WORK ITEM >>
Images excluded, return every record exactly as it reads.

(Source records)
____
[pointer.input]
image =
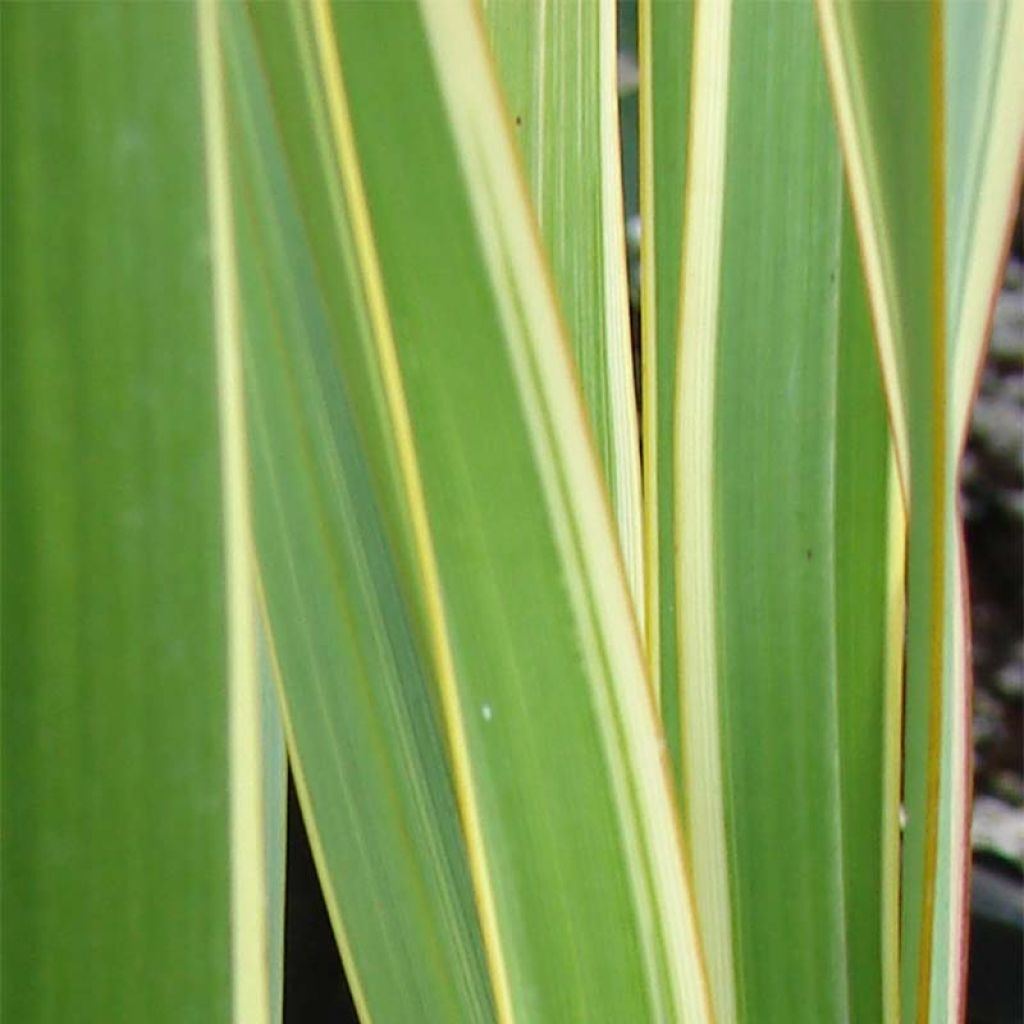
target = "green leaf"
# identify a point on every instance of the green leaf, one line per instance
(129, 797)
(352, 671)
(869, 528)
(779, 454)
(558, 69)
(666, 32)
(535, 657)
(933, 211)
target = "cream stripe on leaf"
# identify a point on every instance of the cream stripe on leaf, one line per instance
(250, 980)
(782, 513)
(933, 208)
(128, 764)
(558, 65)
(697, 673)
(564, 796)
(666, 32)
(348, 649)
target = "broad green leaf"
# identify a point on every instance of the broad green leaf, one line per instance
(783, 587)
(353, 674)
(558, 68)
(131, 866)
(563, 795)
(665, 54)
(933, 207)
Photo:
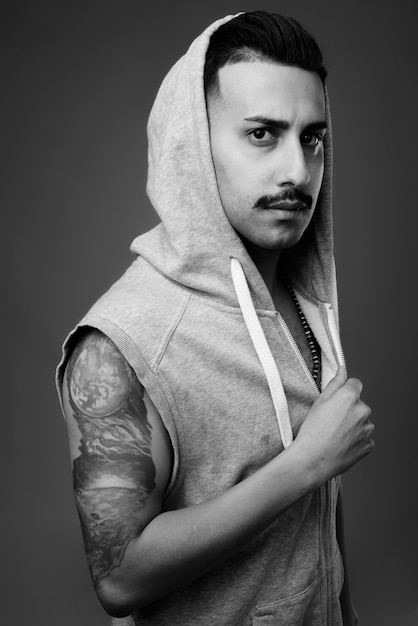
____
SOLVED PROBLEM >>
[pointer.input]
image =
target = "green leaf"
# identify a point on every instance of the green leaf, one line per instance
(129, 797)
(352, 671)
(869, 528)
(779, 454)
(558, 69)
(666, 32)
(535, 657)
(933, 211)
target = "cream stripe on leaf"
# identify a point on every instance of the cream stripe on leaf, one line per instance
(250, 980)
(782, 513)
(933, 208)
(128, 764)
(558, 65)
(697, 673)
(564, 796)
(666, 32)
(348, 649)
target = "broad green leaf"
# identify a point on every instance of the broad green leaf, one line per instance
(783, 587)
(353, 674)
(558, 68)
(131, 866)
(563, 795)
(665, 54)
(933, 207)
Photo:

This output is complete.